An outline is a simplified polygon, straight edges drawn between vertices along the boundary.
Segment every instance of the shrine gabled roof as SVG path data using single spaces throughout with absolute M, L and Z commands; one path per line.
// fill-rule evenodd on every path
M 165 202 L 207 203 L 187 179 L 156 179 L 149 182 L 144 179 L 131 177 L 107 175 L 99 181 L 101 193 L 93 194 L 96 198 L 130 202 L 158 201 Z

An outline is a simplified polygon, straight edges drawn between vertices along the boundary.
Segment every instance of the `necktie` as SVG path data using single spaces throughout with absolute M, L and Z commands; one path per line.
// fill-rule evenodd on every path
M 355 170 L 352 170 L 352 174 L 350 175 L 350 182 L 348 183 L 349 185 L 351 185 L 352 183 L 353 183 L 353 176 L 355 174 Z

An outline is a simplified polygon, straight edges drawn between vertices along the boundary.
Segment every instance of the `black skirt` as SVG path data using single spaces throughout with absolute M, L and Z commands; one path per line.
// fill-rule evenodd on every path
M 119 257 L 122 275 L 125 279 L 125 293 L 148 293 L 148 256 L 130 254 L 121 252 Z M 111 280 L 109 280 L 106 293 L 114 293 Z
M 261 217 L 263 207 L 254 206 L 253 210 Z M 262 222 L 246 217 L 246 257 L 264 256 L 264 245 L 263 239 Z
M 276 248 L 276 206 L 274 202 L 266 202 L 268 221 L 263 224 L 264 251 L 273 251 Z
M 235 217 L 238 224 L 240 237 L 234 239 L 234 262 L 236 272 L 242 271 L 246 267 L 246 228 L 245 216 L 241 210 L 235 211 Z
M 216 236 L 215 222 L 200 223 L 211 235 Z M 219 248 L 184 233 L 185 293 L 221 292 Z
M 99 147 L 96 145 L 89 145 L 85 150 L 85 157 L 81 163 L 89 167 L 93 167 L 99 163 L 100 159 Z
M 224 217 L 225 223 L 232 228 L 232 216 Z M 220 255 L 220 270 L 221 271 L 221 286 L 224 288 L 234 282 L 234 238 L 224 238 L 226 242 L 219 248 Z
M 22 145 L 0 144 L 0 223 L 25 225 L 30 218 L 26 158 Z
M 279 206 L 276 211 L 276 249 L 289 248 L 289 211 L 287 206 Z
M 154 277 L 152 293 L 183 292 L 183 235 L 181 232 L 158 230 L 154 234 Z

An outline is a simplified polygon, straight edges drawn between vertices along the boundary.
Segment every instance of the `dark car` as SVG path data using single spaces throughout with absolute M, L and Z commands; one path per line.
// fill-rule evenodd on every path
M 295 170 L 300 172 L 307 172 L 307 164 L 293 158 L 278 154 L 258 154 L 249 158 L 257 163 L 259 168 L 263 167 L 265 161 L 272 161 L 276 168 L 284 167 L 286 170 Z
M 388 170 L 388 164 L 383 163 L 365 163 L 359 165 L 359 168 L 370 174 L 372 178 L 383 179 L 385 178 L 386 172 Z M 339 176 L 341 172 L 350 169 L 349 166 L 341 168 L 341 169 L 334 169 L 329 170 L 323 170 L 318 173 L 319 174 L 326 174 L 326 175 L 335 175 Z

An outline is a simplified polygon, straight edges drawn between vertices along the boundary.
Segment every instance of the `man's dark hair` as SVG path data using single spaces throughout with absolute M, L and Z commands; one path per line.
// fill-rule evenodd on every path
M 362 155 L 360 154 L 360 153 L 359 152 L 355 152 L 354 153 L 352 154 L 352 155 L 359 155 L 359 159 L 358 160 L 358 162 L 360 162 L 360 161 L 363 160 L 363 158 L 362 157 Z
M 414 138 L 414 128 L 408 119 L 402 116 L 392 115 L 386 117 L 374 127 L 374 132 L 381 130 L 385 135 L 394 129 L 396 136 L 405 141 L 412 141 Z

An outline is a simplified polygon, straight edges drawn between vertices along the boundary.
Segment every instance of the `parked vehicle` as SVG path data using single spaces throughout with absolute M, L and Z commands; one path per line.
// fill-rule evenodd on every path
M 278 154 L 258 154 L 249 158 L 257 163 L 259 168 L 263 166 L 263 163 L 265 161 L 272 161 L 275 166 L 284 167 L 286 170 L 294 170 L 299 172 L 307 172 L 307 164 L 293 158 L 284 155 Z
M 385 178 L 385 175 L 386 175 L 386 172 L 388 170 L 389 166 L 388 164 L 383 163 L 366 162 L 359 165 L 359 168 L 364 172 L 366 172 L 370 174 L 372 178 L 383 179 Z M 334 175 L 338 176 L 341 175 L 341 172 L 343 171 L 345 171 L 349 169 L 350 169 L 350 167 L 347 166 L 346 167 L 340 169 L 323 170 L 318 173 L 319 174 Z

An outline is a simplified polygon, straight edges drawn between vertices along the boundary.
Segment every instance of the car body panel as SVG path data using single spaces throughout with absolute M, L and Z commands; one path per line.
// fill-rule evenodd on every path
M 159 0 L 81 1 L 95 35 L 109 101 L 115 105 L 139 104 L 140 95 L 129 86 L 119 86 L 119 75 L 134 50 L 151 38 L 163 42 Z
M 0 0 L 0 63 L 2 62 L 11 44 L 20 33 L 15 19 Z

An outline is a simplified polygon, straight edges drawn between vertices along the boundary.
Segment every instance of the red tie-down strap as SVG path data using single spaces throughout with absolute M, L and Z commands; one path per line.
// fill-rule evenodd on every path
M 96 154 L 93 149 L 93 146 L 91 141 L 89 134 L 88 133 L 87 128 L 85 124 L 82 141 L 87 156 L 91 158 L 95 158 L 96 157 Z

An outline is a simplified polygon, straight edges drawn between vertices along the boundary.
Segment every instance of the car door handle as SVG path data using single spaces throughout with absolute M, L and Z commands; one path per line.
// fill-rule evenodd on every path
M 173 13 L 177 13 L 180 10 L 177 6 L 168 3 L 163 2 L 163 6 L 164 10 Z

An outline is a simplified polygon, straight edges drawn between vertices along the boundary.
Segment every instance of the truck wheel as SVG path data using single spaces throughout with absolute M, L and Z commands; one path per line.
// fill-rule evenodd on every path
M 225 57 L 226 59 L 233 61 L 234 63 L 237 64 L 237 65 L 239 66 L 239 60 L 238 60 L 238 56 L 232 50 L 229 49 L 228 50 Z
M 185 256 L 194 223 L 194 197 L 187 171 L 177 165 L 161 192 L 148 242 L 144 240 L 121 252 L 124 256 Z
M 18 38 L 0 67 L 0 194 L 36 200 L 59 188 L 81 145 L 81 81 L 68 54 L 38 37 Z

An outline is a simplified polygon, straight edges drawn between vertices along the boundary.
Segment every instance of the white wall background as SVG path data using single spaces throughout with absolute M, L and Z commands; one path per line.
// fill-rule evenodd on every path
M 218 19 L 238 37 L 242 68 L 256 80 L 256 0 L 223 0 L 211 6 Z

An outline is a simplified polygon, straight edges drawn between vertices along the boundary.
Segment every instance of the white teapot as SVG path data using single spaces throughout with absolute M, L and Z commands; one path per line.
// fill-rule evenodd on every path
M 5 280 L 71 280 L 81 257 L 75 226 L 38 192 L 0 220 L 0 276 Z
···
Your objective:
Copy every row above again, line for line, with no changes.

Response to the exercise:
An outline is a simplified polygon, straight edges drawn between vertices along the boundary.
Segment every instance of the shrine gabled roof as SVG path data using single spaces throughout with absolute M, L and Z commands; one path per line.
// fill-rule evenodd on every path
M 165 202 L 207 203 L 187 179 L 156 179 L 149 182 L 144 179 L 131 177 L 107 175 L 99 181 L 101 193 L 93 194 L 96 198 L 130 202 L 158 201 Z

An outline is a simplified polygon, straight edges drawn between vertices along the boundary.
Segment every instance of the `necktie` as SVG path data using single spaces throughout with absolute M, L and Z commands; one path per line.
// fill-rule evenodd on every path
M 355 170 L 352 170 L 352 174 L 350 175 L 350 182 L 348 183 L 349 185 L 351 185 L 352 183 L 353 183 L 353 176 L 355 174 Z

An outline is a simplified polygon, straight edges drawn between vertices along the boundary.
Segment every instance of the `black skirt` as SVG path data using single spaces throughout with absolute M, L and Z commands; one path per line.
// fill-rule evenodd on every path
M 119 257 L 122 275 L 125 279 L 125 293 L 148 293 L 148 256 L 130 254 L 121 252 Z M 111 280 L 109 280 L 106 293 L 114 293 Z
M 261 217 L 263 207 L 254 206 L 253 210 Z M 262 222 L 246 217 L 246 257 L 264 256 L 264 245 L 263 239 Z
M 276 248 L 276 206 L 274 202 L 266 202 L 268 221 L 263 224 L 264 251 L 273 251 Z
M 235 217 L 238 224 L 240 237 L 234 239 L 234 262 L 236 272 L 242 271 L 246 267 L 246 228 L 245 216 L 241 210 L 235 211 Z
M 216 236 L 215 222 L 200 223 L 211 235 Z M 219 248 L 184 233 L 185 293 L 221 292 Z
M 99 147 L 96 145 L 89 145 L 85 150 L 85 157 L 81 163 L 89 167 L 93 167 L 99 163 L 100 159 Z
M 224 217 L 225 223 L 232 228 L 232 216 Z M 220 255 L 220 270 L 221 271 L 221 286 L 224 288 L 234 282 L 234 238 L 224 238 L 226 242 L 219 248 Z
M 22 145 L 0 144 L 0 223 L 25 225 L 30 218 L 26 158 Z
M 279 206 L 276 211 L 276 249 L 289 248 L 289 211 L 287 206 Z
M 154 277 L 152 293 L 183 292 L 183 235 L 181 232 L 158 230 L 154 234 Z

An outline is a simplified polygon, straight edges drawn between vertices along the boundary.
Segment every instance of the `dark car` as SVG path data using single spaces throughout with absolute M, L and Z commands; one path per line.
// fill-rule evenodd on every path
M 295 170 L 300 172 L 307 172 L 307 164 L 293 158 L 278 154 L 258 154 L 249 158 L 257 163 L 259 168 L 263 167 L 265 161 L 272 161 L 276 168 L 284 167 L 286 170 Z
M 388 170 L 388 164 L 383 163 L 365 163 L 359 165 L 359 168 L 370 174 L 372 178 L 383 179 L 385 178 L 386 172 Z M 339 176 L 341 172 L 350 169 L 349 166 L 341 168 L 341 169 L 334 169 L 329 170 L 323 170 L 318 173 L 319 174 L 326 174 L 326 175 L 335 175 Z

An outline is a simplified polygon, straight edges drawn between vertices along the boundary.
Segment every instance of the `man's dark hair` as SVG path data using single spaces throughout with absolute M, L and Z commands; one path per line.
// fill-rule evenodd on every path
M 362 155 L 360 154 L 360 153 L 359 152 L 355 152 L 354 153 L 352 154 L 352 155 L 359 155 L 359 159 L 358 160 L 358 162 L 360 162 L 360 161 L 363 160 L 363 158 L 362 157 Z
M 414 138 L 414 128 L 408 119 L 402 116 L 392 115 L 386 117 L 374 127 L 374 132 L 381 130 L 385 135 L 394 129 L 396 136 L 405 141 L 412 141 Z

An outline is a simplified polygon, straight edges drawn between vertices along the boundary.
Segment every instance of the `parked vehicle` as SVG path data using single spaces throughout with absolute M, L and Z commands; one path per line.
// fill-rule evenodd on every path
M 278 154 L 258 154 L 249 158 L 257 163 L 259 168 L 263 166 L 263 163 L 265 161 L 272 161 L 275 166 L 284 167 L 286 170 L 294 170 L 299 172 L 307 172 L 307 164 L 293 158 L 284 155 Z
M 385 178 L 385 175 L 386 175 L 386 172 L 388 170 L 389 166 L 388 164 L 383 163 L 366 162 L 359 165 L 359 168 L 364 172 L 366 172 L 370 174 L 372 178 L 383 179 Z M 334 175 L 338 176 L 341 175 L 341 172 L 343 171 L 345 171 L 349 169 L 350 169 L 350 167 L 347 166 L 346 167 L 340 169 L 323 170 L 318 173 L 319 174 Z

An outline is a simplified polygon, straight edges drawn between vertices along the boundary.
Segment every instance of the car body panel as SVG path data using single spaces throughout with absolute M, L and Z commands; one path per line.
// fill-rule evenodd on every path
M 159 0 L 81 1 L 95 35 L 109 101 L 115 105 L 139 104 L 140 95 L 129 86 L 119 86 L 119 75 L 134 50 L 151 38 L 163 42 Z
M 0 0 L 0 63 L 2 62 L 11 44 L 20 33 L 15 19 Z

An outline is a simplified polygon, straight edges drawn between vertices along the boundary.
Segment every instance of the red tie-down strap as SVG path data using single spaces throughout with absolute M, L and Z commands; one path per line.
// fill-rule evenodd on every path
M 96 154 L 93 149 L 93 146 L 91 141 L 89 134 L 88 133 L 87 128 L 85 124 L 82 141 L 87 156 L 91 158 L 95 158 L 96 157 Z

An outline is a simplified polygon, straight edges drawn between vertices along the boundary.
Segment every instance of the car door handle as SVG path data using single spaces throughout with absolute M, L and Z commands; one path per line.
// fill-rule evenodd on every path
M 173 13 L 177 13 L 180 10 L 177 6 L 168 3 L 163 2 L 163 6 L 164 10 Z

An outline is a simplified polygon, straight edges drawn between vertices along the boundary.
Segment every instance of the truck wheel as SVG path data using single spaces throughout with absolute M, L and Z commands; one path per line.
// fill-rule evenodd on every path
M 225 57 L 226 59 L 233 61 L 234 63 L 237 64 L 237 65 L 239 66 L 239 60 L 238 60 L 238 56 L 232 50 L 229 49 L 228 50 Z
M 185 256 L 194 223 L 194 197 L 187 171 L 177 165 L 161 192 L 148 242 L 144 240 L 121 252 L 124 256 Z
M 18 38 L 0 67 L 0 194 L 36 200 L 59 188 L 81 145 L 81 81 L 68 54 L 38 37 Z

An outline is a simplified polygon, straight edges drawn between vertices along the boundary.
Segment every instance of the white wall background as SVG path data using single spaces throughout with absolute M, L and Z commands; one path per line.
// fill-rule evenodd on every path
M 218 19 L 238 37 L 242 68 L 256 80 L 256 0 L 223 0 L 211 6 Z

An outline is a simplified polygon, straight edges drawn between vertices along the boundary.
Segment every instance of the white teapot as SVG path data using single spaces throughout with absolute M, L and Z commands; one path per line.
// fill-rule evenodd on every path
M 5 280 L 71 280 L 81 257 L 75 226 L 38 192 L 0 220 L 0 276 Z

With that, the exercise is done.